*To be done:*
In the football portraits text, which room at the stadium was assigned for the portrait shoot? Please answer in a few words.

*Text excerpt:*
-- START --
Football Portraits

A couple of weeks ago I was tasked with covering Missouri’s football media and fan day. This included some portraits of a few players for featured articles in the Tribune’s college and high school football preview insert, First and Ten. It’d been a while since I’d done a portrait, and the room I was assigned to use at the stadium was the visiting locker room, which didn’t really have air so to speak. So not only was I nervous, I was sweaty. But then again, everyone in that room was sweaty.

A few days before Parker, the photo editor, and I went down to the Trib’s studio and worked out some setups for the portraits. There is a basic look that we’ve gone with for the First and Ten and we wanted to stick to that while still visually alluding to the stories the photos would go with.

For quarterback James Franklin the premise was pretty simple. Franklin was raised in a relatively sheltered home and ended up becoming a pretty modest, well mannered, and nice guy because of it. So the light set up was pretty simple. Two speedlights set off to the side about even with his head. The rest was letting Franklin be the guy he was and getting that All-American smile out of him. Which wasn’t hard. The conversation when I gave him directions went like this:

Me: “Let’s see that smile you give all the ladies.” Franklin: “Nah, just the one.”

The second portrait of the day involved three of Missouri’s linebackers, which the sports department had nicknamed the God Squad. The gist of the story was these three guys have strong Christian beliefs that they believe help them to succeed not only off the field, but on it as well. This quote from the story pretty much sums it up:

“The fusion between faith and football is not unique in college or pro locker rooms, but there’s a particularly strong thread tying together the 2011 Missouri defense, a collection of mild-mannered, devout Christians who would like nothing more than to rip off your head.”
-- END --
*Recorded information:*
-- START --
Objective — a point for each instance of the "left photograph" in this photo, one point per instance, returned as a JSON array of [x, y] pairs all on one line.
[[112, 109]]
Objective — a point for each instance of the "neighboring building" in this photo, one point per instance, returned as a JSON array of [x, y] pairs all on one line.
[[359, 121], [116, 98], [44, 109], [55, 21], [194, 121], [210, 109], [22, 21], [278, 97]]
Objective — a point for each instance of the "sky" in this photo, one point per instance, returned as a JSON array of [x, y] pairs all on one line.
-- END --
*Reply:*
The visiting locker room.